Kutipan Teks:
= = =

Oleh Ustadz Fajriansyah, Lc.
(Staf Pengajar Ponpes Salman Al-Farisi)
Umat Islam adalah umat yang paling besar kontribusinya dalam memperjuangan kemerdekaan Indonesia. Hal tersebut sudah jamak diketahui oleh setiap anak bangsa yang jujur memperhatikan catatan sejarah.
Lantas muncul pertanyaan dari mana semangat juang tersebut berasal? Jawabannya kita bisa melihat fakta sejarah bahwa banyak inspirator perjuangan adalah para kiai dan juga kaum santri.

= = =

Bahan Sumber:
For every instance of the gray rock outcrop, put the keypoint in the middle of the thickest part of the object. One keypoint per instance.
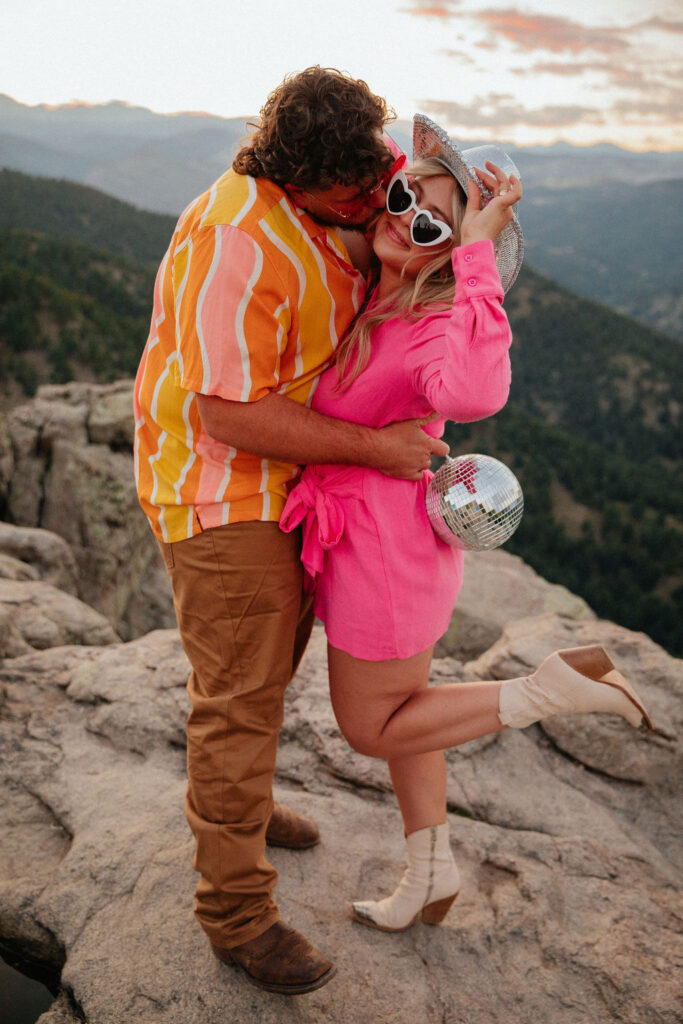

= = =

Ulangi dengan tepat bagian kutipan teks tentang perjuangan kemerdekaan Indonesia yang dimulai dengan "(Staf Pengajar Ponpes" dan berlanjut hingga "memperhatikan catatan sejarah.".

(Staf Pengajar Ponpes Salman Al-Farisi)
Umat Islam adalah umat yang paling besar kontribusinya dalam memperjuangan kemerdekaan Indonesia. Hal tersebut sudah jamak diketahui oleh setiap anak bangsa yang jujur memperhatikan catatan sejarah.